▸ EXERCISE AIM:
Render every line of the items below as a JSON list of strings, one string per line, with blank lines omitted. Leave the pictures out of the answer.

:: DATASET ROWS

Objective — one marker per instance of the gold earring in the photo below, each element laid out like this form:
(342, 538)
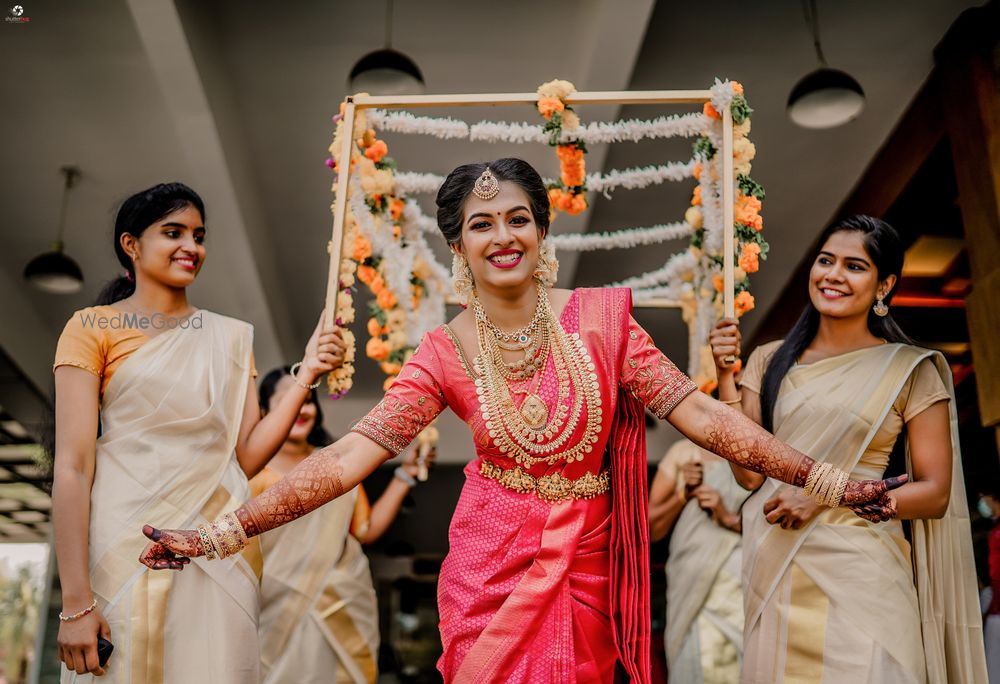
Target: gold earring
(881, 309)
(548, 266)
(462, 281)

::::

▸ EXERCISE OUTPUT:
[
  "Objective — one marker per instance of the gold earring in the photo below, each element laid out like this form:",
  "(342, 538)",
  "Target: gold earring",
  "(881, 309)",
  "(548, 266)",
  "(462, 281)"
]